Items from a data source

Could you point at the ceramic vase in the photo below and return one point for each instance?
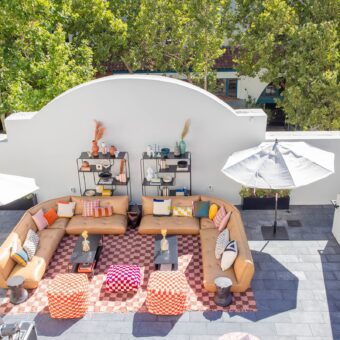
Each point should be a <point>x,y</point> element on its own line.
<point>95,149</point>
<point>112,150</point>
<point>182,147</point>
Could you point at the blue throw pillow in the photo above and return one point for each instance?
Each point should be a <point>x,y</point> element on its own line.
<point>201,209</point>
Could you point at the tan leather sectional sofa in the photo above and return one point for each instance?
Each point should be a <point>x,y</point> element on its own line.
<point>243,269</point>
<point>51,236</point>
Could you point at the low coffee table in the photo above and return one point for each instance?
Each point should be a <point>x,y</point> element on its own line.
<point>166,257</point>
<point>79,256</point>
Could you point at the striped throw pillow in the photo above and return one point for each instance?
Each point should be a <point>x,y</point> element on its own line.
<point>89,206</point>
<point>31,243</point>
<point>182,211</point>
<point>219,217</point>
<point>102,211</point>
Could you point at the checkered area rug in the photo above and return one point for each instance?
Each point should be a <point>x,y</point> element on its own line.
<point>130,248</point>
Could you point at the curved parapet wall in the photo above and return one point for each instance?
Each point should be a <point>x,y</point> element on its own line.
<point>136,110</point>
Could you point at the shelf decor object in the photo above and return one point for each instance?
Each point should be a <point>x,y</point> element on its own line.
<point>93,177</point>
<point>167,169</point>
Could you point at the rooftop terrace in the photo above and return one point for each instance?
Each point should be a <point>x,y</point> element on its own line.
<point>296,287</point>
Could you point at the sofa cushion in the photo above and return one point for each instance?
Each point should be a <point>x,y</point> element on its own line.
<point>211,266</point>
<point>115,224</point>
<point>60,223</point>
<point>174,225</point>
<point>179,201</point>
<point>35,269</point>
<point>206,223</point>
<point>119,204</point>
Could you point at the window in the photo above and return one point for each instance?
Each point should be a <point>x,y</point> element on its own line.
<point>231,88</point>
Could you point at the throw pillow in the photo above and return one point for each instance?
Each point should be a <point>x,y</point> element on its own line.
<point>88,207</point>
<point>219,217</point>
<point>40,220</point>
<point>20,257</point>
<point>229,255</point>
<point>31,243</point>
<point>213,211</point>
<point>161,207</point>
<point>221,242</point>
<point>66,209</point>
<point>182,211</point>
<point>51,216</point>
<point>224,222</point>
<point>102,211</point>
<point>201,209</point>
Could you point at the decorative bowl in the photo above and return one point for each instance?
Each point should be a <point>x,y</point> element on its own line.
<point>182,164</point>
<point>165,152</point>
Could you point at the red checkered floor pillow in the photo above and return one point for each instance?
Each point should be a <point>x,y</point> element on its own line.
<point>167,293</point>
<point>123,278</point>
<point>68,296</point>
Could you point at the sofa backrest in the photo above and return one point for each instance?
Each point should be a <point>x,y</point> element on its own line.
<point>18,234</point>
<point>120,204</point>
<point>46,205</point>
<point>181,201</point>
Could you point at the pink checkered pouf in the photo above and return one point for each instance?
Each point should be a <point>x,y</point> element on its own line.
<point>123,278</point>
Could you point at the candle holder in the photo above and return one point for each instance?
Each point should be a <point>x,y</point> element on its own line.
<point>164,242</point>
<point>86,242</point>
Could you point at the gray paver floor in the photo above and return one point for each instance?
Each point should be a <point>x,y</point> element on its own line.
<point>296,285</point>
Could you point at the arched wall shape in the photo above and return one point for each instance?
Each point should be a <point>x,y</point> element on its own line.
<point>136,110</point>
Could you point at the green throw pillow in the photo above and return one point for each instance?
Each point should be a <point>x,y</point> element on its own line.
<point>201,209</point>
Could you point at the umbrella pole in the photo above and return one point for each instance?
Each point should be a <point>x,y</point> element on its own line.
<point>275,221</point>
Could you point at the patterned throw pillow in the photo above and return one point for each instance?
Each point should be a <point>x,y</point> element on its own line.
<point>213,211</point>
<point>102,211</point>
<point>229,255</point>
<point>221,242</point>
<point>66,209</point>
<point>201,209</point>
<point>51,216</point>
<point>161,207</point>
<point>219,217</point>
<point>89,206</point>
<point>224,222</point>
<point>40,220</point>
<point>182,211</point>
<point>31,243</point>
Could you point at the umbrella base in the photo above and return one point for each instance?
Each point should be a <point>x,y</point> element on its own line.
<point>268,233</point>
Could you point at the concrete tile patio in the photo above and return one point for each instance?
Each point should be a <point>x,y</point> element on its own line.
<point>296,285</point>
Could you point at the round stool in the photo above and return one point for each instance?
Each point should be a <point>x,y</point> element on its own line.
<point>223,297</point>
<point>16,287</point>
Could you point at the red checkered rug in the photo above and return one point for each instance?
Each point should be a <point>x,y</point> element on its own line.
<point>130,248</point>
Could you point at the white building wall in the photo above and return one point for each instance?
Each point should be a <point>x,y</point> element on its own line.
<point>138,110</point>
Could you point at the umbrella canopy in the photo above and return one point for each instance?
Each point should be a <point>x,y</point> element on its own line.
<point>14,187</point>
<point>279,165</point>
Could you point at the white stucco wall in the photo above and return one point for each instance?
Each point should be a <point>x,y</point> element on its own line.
<point>138,110</point>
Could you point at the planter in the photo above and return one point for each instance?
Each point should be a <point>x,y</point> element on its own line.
<point>265,203</point>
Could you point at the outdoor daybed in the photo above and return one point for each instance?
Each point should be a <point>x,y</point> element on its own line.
<point>242,271</point>
<point>52,235</point>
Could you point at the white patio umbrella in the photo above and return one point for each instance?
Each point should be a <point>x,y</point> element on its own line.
<point>14,187</point>
<point>279,165</point>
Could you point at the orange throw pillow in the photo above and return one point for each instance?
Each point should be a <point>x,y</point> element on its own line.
<point>51,216</point>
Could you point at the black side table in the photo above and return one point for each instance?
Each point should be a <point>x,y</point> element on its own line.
<point>223,296</point>
<point>16,287</point>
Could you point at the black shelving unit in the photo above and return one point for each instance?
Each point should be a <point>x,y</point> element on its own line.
<point>172,169</point>
<point>88,180</point>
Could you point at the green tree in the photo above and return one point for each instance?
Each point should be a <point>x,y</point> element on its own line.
<point>297,41</point>
<point>180,35</point>
<point>36,61</point>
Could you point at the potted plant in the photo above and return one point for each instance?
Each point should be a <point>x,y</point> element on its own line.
<point>262,199</point>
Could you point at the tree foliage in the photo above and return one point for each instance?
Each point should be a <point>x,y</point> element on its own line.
<point>180,35</point>
<point>296,41</point>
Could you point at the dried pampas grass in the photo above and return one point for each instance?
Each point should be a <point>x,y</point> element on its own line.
<point>99,131</point>
<point>185,130</point>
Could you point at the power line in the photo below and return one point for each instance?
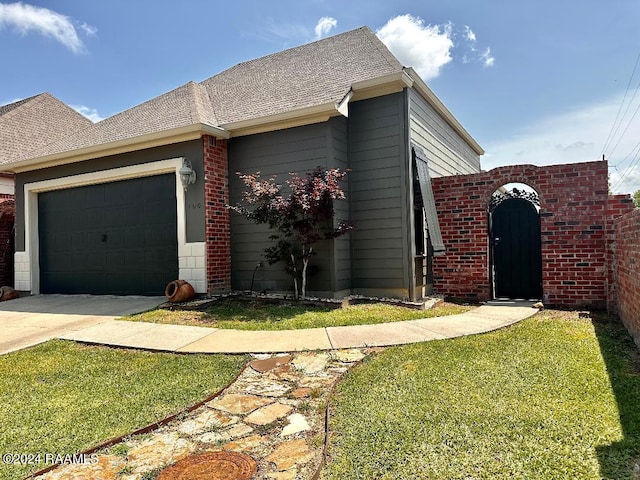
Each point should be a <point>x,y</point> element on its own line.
<point>616,126</point>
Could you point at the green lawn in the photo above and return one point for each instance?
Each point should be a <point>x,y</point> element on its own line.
<point>247,315</point>
<point>554,397</point>
<point>61,397</point>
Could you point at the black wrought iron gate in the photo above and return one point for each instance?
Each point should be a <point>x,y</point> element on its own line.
<point>516,249</point>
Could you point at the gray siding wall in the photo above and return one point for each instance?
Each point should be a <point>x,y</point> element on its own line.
<point>448,153</point>
<point>379,164</point>
<point>195,194</point>
<point>299,150</point>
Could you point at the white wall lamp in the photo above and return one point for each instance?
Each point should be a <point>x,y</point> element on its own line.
<point>187,174</point>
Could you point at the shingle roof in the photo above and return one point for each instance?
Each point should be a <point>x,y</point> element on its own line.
<point>186,105</point>
<point>305,76</point>
<point>29,125</point>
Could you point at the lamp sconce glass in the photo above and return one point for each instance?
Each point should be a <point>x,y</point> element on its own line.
<point>187,174</point>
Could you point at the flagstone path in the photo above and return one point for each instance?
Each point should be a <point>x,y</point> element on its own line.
<point>274,412</point>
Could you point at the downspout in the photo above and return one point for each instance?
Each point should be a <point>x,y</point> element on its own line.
<point>408,188</point>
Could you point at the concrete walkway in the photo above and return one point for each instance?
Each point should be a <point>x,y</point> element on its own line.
<point>187,339</point>
<point>28,321</point>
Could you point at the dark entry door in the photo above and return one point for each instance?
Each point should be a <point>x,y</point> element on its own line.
<point>517,257</point>
<point>113,238</point>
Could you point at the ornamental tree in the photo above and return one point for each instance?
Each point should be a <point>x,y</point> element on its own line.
<point>301,214</point>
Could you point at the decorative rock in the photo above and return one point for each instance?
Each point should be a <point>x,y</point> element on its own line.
<point>268,414</point>
<point>204,421</point>
<point>316,382</point>
<point>302,392</point>
<point>268,388</point>
<point>212,465</point>
<point>107,468</point>
<point>297,423</point>
<point>159,450</point>
<point>311,362</point>
<point>239,404</point>
<point>263,366</point>
<point>236,431</point>
<point>285,372</point>
<point>289,454</point>
<point>348,356</point>
<point>246,443</point>
<point>286,475</point>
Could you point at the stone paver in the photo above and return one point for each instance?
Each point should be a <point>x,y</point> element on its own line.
<point>274,410</point>
<point>284,434</point>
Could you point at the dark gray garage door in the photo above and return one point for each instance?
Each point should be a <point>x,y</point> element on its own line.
<point>114,238</point>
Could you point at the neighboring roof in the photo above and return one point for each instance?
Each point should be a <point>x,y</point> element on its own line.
<point>305,84</point>
<point>31,124</point>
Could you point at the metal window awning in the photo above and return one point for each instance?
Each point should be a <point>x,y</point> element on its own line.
<point>429,201</point>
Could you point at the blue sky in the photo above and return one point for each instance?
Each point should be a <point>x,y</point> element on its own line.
<point>540,82</point>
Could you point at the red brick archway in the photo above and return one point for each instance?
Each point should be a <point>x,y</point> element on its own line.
<point>576,215</point>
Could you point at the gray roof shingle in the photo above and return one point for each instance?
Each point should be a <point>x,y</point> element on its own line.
<point>305,76</point>
<point>313,74</point>
<point>31,124</point>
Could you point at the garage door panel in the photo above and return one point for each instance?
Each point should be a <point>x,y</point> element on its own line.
<point>116,238</point>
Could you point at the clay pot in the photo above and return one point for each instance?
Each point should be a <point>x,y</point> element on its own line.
<point>8,293</point>
<point>179,291</point>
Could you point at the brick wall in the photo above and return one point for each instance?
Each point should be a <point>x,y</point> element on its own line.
<point>573,218</point>
<point>627,271</point>
<point>217,228</point>
<point>617,206</point>
<point>7,217</point>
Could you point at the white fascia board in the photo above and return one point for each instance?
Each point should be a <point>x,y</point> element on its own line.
<point>292,118</point>
<point>437,104</point>
<point>156,139</point>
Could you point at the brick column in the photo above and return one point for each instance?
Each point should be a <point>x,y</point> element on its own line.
<point>217,228</point>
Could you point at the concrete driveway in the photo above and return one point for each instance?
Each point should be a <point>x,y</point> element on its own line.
<point>31,320</point>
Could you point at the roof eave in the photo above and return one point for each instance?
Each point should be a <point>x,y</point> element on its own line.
<point>156,139</point>
<point>437,104</point>
<point>289,119</point>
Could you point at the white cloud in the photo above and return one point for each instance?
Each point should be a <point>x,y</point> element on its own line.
<point>26,18</point>
<point>427,48</point>
<point>90,30</point>
<point>487,59</point>
<point>7,102</point>
<point>469,35</point>
<point>573,136</point>
<point>324,26</point>
<point>91,113</point>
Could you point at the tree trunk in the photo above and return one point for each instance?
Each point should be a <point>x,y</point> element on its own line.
<point>305,263</point>
<point>295,276</point>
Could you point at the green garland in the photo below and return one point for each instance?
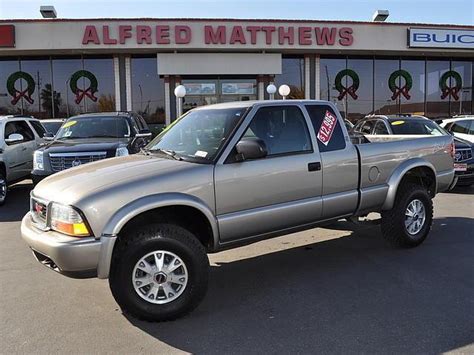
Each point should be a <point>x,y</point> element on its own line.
<point>404,90</point>
<point>80,93</point>
<point>17,94</point>
<point>351,90</point>
<point>453,90</point>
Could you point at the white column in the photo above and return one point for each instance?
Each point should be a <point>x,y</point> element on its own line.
<point>117,83</point>
<point>128,83</point>
<point>317,77</point>
<point>307,83</point>
<point>167,101</point>
<point>261,90</point>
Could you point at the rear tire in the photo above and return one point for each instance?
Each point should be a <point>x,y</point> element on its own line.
<point>409,222</point>
<point>3,189</point>
<point>156,248</point>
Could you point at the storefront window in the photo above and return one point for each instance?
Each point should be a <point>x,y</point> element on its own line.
<point>385,100</point>
<point>437,96</point>
<point>103,71</point>
<point>38,74</point>
<point>461,103</point>
<point>329,69</point>
<point>411,87</point>
<point>7,68</point>
<point>66,103</point>
<point>292,74</point>
<point>358,89</point>
<point>148,90</point>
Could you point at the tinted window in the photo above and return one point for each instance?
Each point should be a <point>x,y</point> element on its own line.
<point>20,127</point>
<point>40,131</point>
<point>337,139</point>
<point>380,128</point>
<point>422,127</point>
<point>94,127</point>
<point>461,127</point>
<point>282,128</point>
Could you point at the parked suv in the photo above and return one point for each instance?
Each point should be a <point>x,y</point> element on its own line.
<point>90,137</point>
<point>19,137</point>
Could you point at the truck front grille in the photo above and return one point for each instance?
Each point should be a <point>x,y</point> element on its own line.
<point>63,161</point>
<point>462,155</point>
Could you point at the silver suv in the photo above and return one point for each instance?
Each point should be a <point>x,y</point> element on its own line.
<point>20,136</point>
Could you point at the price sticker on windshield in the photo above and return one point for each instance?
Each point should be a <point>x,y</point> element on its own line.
<point>327,128</point>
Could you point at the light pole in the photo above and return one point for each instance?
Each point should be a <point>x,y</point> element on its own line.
<point>179,92</point>
<point>271,89</point>
<point>284,91</point>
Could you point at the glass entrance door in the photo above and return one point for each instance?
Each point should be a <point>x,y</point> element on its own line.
<point>200,92</point>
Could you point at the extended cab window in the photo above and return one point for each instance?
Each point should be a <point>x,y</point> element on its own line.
<point>282,128</point>
<point>20,127</point>
<point>38,127</point>
<point>331,136</point>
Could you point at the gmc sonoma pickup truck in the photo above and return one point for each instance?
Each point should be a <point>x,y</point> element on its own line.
<point>223,176</point>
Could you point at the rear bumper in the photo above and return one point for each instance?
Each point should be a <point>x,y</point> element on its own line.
<point>74,257</point>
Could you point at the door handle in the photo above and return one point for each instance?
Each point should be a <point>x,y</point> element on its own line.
<point>315,166</point>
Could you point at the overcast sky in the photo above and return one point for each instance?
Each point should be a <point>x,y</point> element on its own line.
<point>420,11</point>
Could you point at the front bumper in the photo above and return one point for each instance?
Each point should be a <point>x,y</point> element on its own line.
<point>71,256</point>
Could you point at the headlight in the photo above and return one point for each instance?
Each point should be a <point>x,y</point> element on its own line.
<point>38,160</point>
<point>67,220</point>
<point>121,151</point>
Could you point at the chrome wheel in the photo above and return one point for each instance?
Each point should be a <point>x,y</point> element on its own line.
<point>415,216</point>
<point>160,277</point>
<point>3,189</point>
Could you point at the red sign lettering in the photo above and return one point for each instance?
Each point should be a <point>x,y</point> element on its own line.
<point>327,128</point>
<point>7,36</point>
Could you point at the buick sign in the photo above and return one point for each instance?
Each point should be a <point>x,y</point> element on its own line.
<point>431,38</point>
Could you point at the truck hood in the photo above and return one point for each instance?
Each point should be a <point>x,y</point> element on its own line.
<point>108,145</point>
<point>80,182</point>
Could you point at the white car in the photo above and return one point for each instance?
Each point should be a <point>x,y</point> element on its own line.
<point>461,126</point>
<point>20,136</point>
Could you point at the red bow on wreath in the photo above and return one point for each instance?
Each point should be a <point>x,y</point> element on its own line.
<point>351,90</point>
<point>87,92</point>
<point>401,91</point>
<point>453,91</point>
<point>19,94</point>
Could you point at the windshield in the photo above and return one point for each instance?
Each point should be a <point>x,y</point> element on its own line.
<point>94,127</point>
<point>199,134</point>
<point>421,127</point>
<point>51,127</point>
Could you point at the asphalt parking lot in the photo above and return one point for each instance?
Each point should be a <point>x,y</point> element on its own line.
<point>337,289</point>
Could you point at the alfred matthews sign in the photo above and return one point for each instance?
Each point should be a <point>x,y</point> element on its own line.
<point>437,38</point>
<point>219,34</point>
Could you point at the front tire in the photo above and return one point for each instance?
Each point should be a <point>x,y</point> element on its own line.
<point>409,222</point>
<point>159,272</point>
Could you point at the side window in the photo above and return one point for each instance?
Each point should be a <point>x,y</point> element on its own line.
<point>38,127</point>
<point>282,128</point>
<point>380,128</point>
<point>20,127</point>
<point>461,127</point>
<point>319,115</point>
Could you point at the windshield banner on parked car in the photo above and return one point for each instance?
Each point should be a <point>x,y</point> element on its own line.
<point>327,127</point>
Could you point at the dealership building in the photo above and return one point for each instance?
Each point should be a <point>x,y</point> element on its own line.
<point>61,67</point>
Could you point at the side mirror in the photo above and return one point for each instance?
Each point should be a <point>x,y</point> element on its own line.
<point>14,138</point>
<point>251,148</point>
<point>143,133</point>
<point>48,136</point>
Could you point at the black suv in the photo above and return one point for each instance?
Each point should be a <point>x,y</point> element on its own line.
<point>90,137</point>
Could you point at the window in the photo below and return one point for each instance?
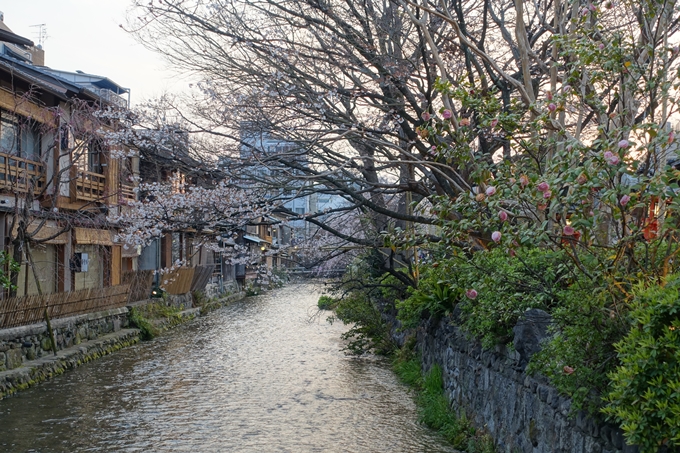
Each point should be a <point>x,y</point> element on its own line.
<point>19,139</point>
<point>95,157</point>
<point>9,140</point>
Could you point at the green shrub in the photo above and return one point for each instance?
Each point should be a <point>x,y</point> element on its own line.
<point>506,287</point>
<point>433,405</point>
<point>147,330</point>
<point>645,390</point>
<point>369,332</point>
<point>580,351</point>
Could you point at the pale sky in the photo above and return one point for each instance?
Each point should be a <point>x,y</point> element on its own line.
<point>85,35</point>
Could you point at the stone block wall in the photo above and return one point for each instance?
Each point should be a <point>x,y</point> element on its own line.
<point>25,343</point>
<point>522,413</point>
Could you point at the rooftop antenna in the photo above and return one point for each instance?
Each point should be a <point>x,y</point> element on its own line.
<point>40,34</point>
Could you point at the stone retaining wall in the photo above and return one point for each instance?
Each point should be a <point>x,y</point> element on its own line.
<point>27,343</point>
<point>522,413</point>
<point>32,372</point>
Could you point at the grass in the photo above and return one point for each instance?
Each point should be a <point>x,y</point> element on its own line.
<point>433,406</point>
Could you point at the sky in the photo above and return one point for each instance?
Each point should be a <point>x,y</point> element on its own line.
<point>85,35</point>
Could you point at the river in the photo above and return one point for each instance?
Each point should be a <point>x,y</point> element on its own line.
<point>261,375</point>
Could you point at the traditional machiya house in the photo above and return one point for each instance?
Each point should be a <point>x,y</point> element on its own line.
<point>58,179</point>
<point>169,161</point>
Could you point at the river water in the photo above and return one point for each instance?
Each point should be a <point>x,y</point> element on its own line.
<point>261,375</point>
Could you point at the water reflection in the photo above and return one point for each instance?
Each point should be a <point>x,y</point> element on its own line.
<point>257,376</point>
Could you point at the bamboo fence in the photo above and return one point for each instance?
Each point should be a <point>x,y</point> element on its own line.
<point>21,311</point>
<point>141,283</point>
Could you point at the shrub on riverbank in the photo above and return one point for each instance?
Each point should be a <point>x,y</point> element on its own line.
<point>326,303</point>
<point>433,405</point>
<point>614,343</point>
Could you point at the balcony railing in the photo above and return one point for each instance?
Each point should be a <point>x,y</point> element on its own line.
<point>19,174</point>
<point>90,186</point>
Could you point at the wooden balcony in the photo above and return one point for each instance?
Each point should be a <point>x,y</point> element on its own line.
<point>90,186</point>
<point>18,175</point>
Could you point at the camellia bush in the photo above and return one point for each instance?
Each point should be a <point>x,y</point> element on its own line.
<point>568,201</point>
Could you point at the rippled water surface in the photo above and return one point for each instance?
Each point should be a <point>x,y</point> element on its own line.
<point>257,376</point>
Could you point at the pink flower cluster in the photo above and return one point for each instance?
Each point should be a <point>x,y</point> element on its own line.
<point>611,158</point>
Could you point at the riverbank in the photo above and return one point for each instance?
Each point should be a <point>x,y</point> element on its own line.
<point>25,352</point>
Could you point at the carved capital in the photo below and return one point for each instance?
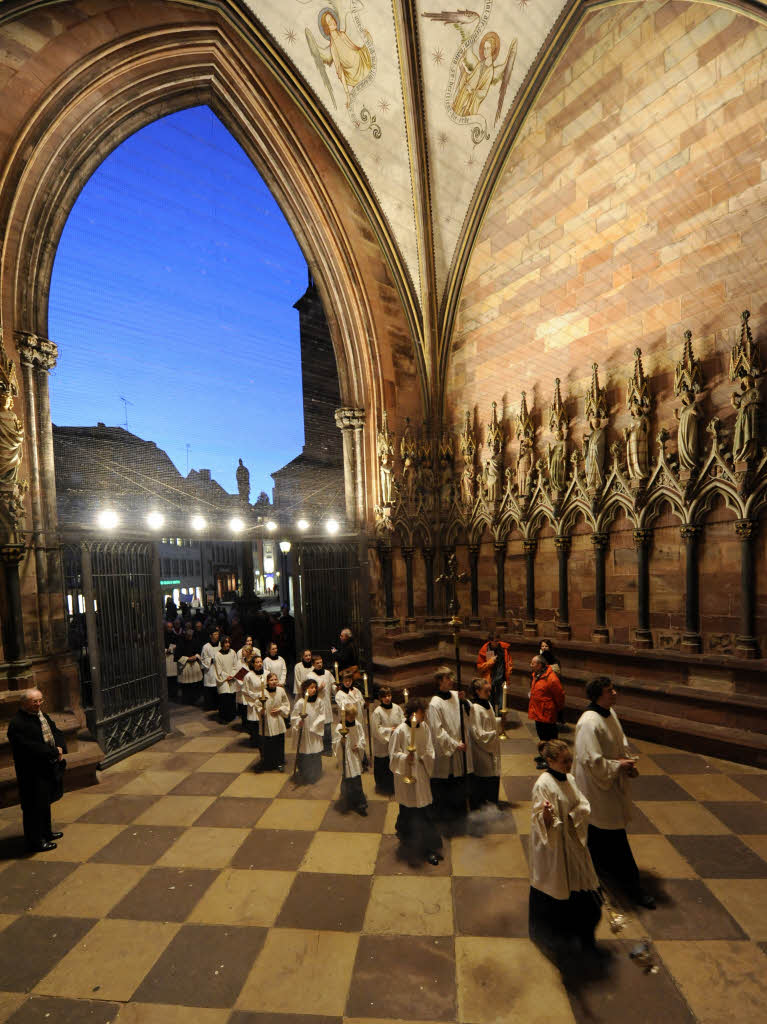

Aim of the exercise:
Output, from the data above, the lines from the line with "Could you point at the black wrought" to the line with "Could you point at the gray siding" exactly as they stand, both ends included and nothing else.

Exercise answer:
Could you point at the black wrought iron gate in the photo above and return one point for each instance?
Each point should be a <point>x,y</point> element on its own line.
<point>516,249</point>
Could you point at the gray siding wall in the photo above and return one point for each instance?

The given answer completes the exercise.